Текст для разбора>
________________________

Ян Пробштейн (Нью-Йорк)


"Я ВЕРНУСЬ МОЛОДЫМ ЧУДОДЕЕМ..."
ОБ АРКАДИИ АКИМОВИЧЕ ШТЕЙНБЕРГЕ (1907-1984)

 

"Флейта Евтерпы" №4, 2006

"До Гутенберга поэзия тоже, между прочим, существовала", - любил говаривать Аркадий Акимович Штейнберг. Особенно часто он говорил это после того, как в 1969 г. разорвал договор на книгу, а заодно и отношения с издательством "Советский писатель". Камнем преткновения стала поэма "K верховьям" - почти тысяча строк, в которых не просто автобиография, но "дышит почва и судьба", - эти стихи Пастернака удивительно точно характеризуют и эту поэму, и все творчество Штейнберга. Пережитого же было столько, что автор наделил автобиографическими чертами нескольких персонажей поэмы.

Аркадий Акимович Штейнберг, Акимыч, как называли его близкие, прожил удивительно богатую жизнь. Необычным в его жизни было все и даже само появление на свет. Родился он в 1907 году на корабле неподалеку от Константинополя. Отец его был корабельным врачом, а корабль был приписан к Одессе. Поэтому условным местом рождения Штейнберга считается Одесса. В начале 20-х его семья перебралась в Москву, где Аркадий начал учиться живописи: сначала в студии К. Юона, а затем во ВХУТЕМАСе - у Д. Штеренберга и В. Таубера. Он не только блистательно владел техникой - от карандаша до темперы и масла, но и умел, подобно мастерам Возрождения и Средневековья, изготавливать краски и холсты, знал всю технологию и магию живописи. К концу двадцатых годов живописи пришлось отойти на задний план под напором поэзии, в которую он ворвался, едва ли не затмевая своих друзей и единомышленников - Арсения Тарковского, Семена Липкина, Марию Петровых. Этому поколению поэтов суждено было на долгие годы "уйти" в перевод, а Штейнберг уже в 1937 году в первый и, увы, не в последний раз оказался в краю необетованном. А между двумя сроками, проведенными в лагерях, была война:

Скитания без цели, без конца,
Страдания без смысла, без вины,
И душный запах крови и свинца,
Саднившний горло на полях войны.

________________________

Исходные материалы>

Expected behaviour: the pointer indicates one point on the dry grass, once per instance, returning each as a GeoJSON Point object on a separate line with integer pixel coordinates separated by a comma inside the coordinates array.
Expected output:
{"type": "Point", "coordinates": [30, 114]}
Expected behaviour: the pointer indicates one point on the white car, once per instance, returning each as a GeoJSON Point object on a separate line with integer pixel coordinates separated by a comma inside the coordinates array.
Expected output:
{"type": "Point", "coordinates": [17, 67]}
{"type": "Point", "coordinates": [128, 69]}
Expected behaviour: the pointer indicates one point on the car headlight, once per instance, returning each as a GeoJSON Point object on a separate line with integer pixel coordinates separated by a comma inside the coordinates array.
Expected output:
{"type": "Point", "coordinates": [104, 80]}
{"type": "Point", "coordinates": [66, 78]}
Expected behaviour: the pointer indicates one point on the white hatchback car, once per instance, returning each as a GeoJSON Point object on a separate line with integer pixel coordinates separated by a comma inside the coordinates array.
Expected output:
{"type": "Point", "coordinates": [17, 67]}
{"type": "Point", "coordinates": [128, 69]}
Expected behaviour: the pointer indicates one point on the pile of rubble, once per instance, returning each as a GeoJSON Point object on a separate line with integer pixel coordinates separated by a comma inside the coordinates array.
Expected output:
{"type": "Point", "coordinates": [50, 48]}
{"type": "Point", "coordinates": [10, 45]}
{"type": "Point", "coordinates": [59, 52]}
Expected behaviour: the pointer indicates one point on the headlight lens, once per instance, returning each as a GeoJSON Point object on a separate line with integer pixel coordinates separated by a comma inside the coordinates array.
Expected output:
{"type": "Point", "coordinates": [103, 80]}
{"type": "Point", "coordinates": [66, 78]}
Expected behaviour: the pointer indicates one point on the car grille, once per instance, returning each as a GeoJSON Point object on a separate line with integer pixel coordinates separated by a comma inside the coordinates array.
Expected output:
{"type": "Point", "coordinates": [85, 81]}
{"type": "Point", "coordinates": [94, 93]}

________________________

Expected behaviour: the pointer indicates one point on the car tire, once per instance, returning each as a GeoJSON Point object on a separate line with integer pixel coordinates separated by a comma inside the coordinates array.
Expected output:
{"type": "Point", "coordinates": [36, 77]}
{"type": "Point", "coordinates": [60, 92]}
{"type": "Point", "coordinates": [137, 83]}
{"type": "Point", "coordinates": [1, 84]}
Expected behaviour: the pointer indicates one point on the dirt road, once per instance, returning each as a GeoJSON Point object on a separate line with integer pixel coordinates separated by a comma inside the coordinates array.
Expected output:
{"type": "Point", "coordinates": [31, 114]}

________________________

Задание 1>
Объясните, пожалуйста, по очерку о Штейнберге, почему условным местом его рождения считается Одесса.
Задание 2>
Продублируйте из очерка о Штейнберге фрагмент между словами «Ян Пробштейн (Нью-Йорк)» и «нескольких персонажей поэмы.» включительно.

Ответ к заданию 1>
Штейнберг родился в 1907 году на корабле неподалеку от Константинополя, а этот корабль был приписан к Одессе. Поэтому условным местом его рождения считается Одесса.

Ответ к заданию 2>
Ян Пробштейн (Нью-Йорк)


"Я ВЕРНУСЬ МОЛОДЫМ ЧУДОДЕЕМ..."
ОБ АРКАДИИ АКИМОВИЧЕ ШТЕЙНБЕРГЕ (1907-1984)

 

"Флейта Евтерпы" №4, 2006

"До Гутенберга поэзия тоже, между прочим, существовала", - любил говаривать Аркадий Акимович Штейнберг. Особенно часто он говорил это после того, как в 1969 г. разорвал договор на книгу, а заодно и отношения с издательством "Советский писатель". Камнем преткновения стала поэма "K верховьям" - почти тысяча строк, в которых не просто автобиография, но "дышит почва и судьба", - эти стихи Пастернака удивительно точно характеризуют и эту поэму, и все творчество Штейнберга. Пережитого же было столько, что автор наделил автобиографическими чертами нескольких персонажей поэмы.